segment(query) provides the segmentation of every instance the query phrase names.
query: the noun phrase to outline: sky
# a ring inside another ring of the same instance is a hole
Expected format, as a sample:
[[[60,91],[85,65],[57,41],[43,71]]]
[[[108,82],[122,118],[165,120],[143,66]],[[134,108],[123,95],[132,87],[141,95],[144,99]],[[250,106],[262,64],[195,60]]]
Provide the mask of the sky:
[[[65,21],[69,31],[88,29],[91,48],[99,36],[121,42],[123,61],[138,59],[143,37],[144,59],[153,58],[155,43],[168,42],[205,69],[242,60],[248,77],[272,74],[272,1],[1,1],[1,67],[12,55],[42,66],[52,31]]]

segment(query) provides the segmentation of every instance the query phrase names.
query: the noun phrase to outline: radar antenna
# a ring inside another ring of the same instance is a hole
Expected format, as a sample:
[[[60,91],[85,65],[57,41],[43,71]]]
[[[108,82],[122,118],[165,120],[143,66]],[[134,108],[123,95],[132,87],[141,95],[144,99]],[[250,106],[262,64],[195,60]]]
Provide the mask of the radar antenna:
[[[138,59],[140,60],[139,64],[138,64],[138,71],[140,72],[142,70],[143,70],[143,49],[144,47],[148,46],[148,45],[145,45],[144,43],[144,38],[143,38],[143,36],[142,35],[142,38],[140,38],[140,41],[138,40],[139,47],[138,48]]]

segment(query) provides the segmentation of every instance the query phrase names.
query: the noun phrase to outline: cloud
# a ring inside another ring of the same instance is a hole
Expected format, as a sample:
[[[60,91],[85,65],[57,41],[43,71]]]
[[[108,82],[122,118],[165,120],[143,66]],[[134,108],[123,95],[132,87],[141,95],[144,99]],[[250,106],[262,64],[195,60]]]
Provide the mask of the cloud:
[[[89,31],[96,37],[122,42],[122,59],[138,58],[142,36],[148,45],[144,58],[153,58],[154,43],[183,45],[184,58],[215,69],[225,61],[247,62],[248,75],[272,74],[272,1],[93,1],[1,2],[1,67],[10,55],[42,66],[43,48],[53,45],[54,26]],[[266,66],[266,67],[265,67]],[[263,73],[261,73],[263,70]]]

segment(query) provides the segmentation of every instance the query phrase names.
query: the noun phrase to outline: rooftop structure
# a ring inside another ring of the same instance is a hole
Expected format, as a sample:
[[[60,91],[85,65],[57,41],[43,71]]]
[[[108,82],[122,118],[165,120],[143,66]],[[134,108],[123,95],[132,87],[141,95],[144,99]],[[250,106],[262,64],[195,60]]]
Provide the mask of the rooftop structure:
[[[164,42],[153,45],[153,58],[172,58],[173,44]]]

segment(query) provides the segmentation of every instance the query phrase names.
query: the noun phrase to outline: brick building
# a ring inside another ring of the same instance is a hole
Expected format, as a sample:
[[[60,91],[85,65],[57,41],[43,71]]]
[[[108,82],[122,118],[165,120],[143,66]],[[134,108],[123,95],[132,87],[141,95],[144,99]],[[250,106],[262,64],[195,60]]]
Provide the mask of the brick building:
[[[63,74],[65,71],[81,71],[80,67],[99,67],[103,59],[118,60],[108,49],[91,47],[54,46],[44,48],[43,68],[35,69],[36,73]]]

== Problem details ==
How many of the lines above contain the string "building"? Reply with the number alone.

== Task response ==
2